WHAT THE EXERCISE ASKS — Retype the whole listing below, copying every line word for word.

PROVIDED ENTRIES —
----------

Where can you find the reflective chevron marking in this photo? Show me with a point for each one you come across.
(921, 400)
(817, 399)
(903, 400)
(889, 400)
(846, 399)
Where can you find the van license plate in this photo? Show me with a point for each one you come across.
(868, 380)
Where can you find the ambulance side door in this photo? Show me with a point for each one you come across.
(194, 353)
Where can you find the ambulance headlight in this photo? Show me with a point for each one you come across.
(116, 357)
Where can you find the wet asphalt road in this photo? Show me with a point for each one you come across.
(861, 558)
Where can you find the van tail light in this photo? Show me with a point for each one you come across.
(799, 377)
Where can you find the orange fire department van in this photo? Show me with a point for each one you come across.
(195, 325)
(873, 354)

----------

WRITTEN SOLUTION —
Where can you find the reflective chevron marking in this photo? Show me with a point for each one you come across.
(921, 400)
(817, 399)
(903, 400)
(889, 400)
(846, 399)
Where can you find the van license plate in this photo? Show me with a point for each one you come across.
(868, 380)
Where can you find the ambulance side door in this photo? Show me with a point for each one you come across.
(194, 353)
Where can you find the ambulance headlight in this photo? Show me with a point for each one you come across.
(116, 357)
Where can you find the wet asphalt road in this photo? Show me with a point for each one you come across.
(861, 558)
Where can you find the van tail light in this photo? Show me with a point for each one you come across.
(799, 377)
Where can you find the orange fire department van in this photo? Show me with a point for each one you come across.
(195, 325)
(873, 354)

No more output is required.